_EXCERPT PROVIDED_.
= = = = =
- Film poster
- Directed by: Jean-Luc Godard
- Written by: Alain Sarde Philippe Setbon Jean-Luc Godard
- Produced by: Christine Gozlan Alain Sarde
- Starring: Claude Brasseur Nathalie Baye Johnny Hallyday
- Cinematography: Louis Bihi
- Edited by: Marilyne Dubreuil
- Release date: 10 May 1985;
- Running time: 95 minutes
- Country: France
- Language: French

= Détective =

1985 film

Détective is a 1985 French crime film directed by Jean-Luc Godard. It was entered into the 1985 Cannes Film Festival. The film won the Georges Delerue Award for Best Soundtrack/Sound Design at Film Fest Gent in 1985.

==Plot==
In a room of a grand Paris hotel, two detectives are keeping watch. One is William, who used to be the hotel detective until he was fired after an unexplained death in that room. The other is his nephew Isidore, accompanied by his girlfriend Arielle. In a second room is Jim, a boxing promoter, accompanied by his boxer Tiger with his girlfriend Princesse. Jim is counting on a big win for Tiger, in order to repay his debt to a couple in a third room. These are Émile, a pilot whose business charters are losing money, and his wife Françoise. Émile is in urgent need of cash to avoid collapse and to give his wife a divorce. A fourth room has, with his entourage, an old mafioso who has turned up to collect old debts, including some from Jim.

While Émile is busy flying, Françoise starts an affair with Jim, who gives her money for new clothes, and the two agree to pair up if both get the payoff they are expecting. The upcoming fight melts away when Tiger disappears with Princesse, leaving Jim just her jewels. Émile, when Françoise says she will leave him for Jim, shoots Jim dead. Attempting to retaliate, Isidore accidentally shoots William dead. Émile takes the old mafioso's granddaughter hostage and is shot dead by the "family".
= = = = =
_DIRECTIONS_.
Please turn the paragraph of the Détective film page that begins "While Émile is busy flying" into a short bulleted list that keeps its main events.
= = = = =
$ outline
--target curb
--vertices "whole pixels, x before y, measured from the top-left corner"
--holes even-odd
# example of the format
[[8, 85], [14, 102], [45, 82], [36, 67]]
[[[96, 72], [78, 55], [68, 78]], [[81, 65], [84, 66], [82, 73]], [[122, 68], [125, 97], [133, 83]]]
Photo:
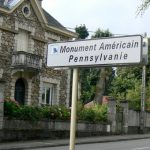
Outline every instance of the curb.
[[[119, 141], [129, 141], [129, 140], [138, 140], [138, 139], [148, 139], [150, 138], [150, 135], [124, 135], [124, 136], [110, 136], [110, 137], [90, 137], [90, 138], [81, 138], [76, 140], [76, 145], [82, 145], [82, 144], [94, 144], [94, 143], [108, 143], [108, 142], [119, 142]], [[36, 144], [37, 143], [37, 144]], [[41, 143], [41, 144], [39, 144]], [[8, 143], [5, 143], [6, 145]], [[18, 143], [19, 144], [19, 143]], [[39, 144], [39, 145], [38, 145]], [[34, 144], [27, 145], [17, 145], [17, 146], [8, 146], [7, 147], [0, 147], [0, 150], [25, 150], [25, 149], [36, 149], [36, 148], [46, 148], [46, 147], [61, 147], [61, 146], [68, 146], [69, 145], [69, 139], [66, 141], [60, 141], [60, 142], [35, 142]]]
= = = = =
_EXERCISE OUTPUT_.
- While Émile is away flying, Françoise begins an affair with Jim, who gives her money for new clothes. They agree to pair up if both get their expected payoff.
- The fight falls through when Tiger disappears with Princesse, leaving Jim only her jewels.
- Émile shoots Jim dead after Françoise says she will leave him for Jim.
- Trying to retaliate, Isidore accidentally shoots William dead.
- Émile takes the old mafioso's granddaughter hostage and is shot dead by the "family".